◆ **What to do**
The answer should reproduce the listing below character for character.
[[ Records for processing open ]]
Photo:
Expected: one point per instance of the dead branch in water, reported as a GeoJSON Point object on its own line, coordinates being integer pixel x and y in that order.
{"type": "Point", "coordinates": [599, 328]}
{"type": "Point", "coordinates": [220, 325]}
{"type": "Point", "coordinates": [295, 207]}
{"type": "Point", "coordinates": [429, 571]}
[[ Records for processing closed ]]
◆ **Exercise solution**
Photo:
Expected: one point per instance of the dead branch in water, reported as a GeoJSON Point object on its own line, coordinates being integer pixel x and y in that order.
{"type": "Point", "coordinates": [599, 328]}
{"type": "Point", "coordinates": [220, 325]}
{"type": "Point", "coordinates": [295, 207]}
{"type": "Point", "coordinates": [429, 571]}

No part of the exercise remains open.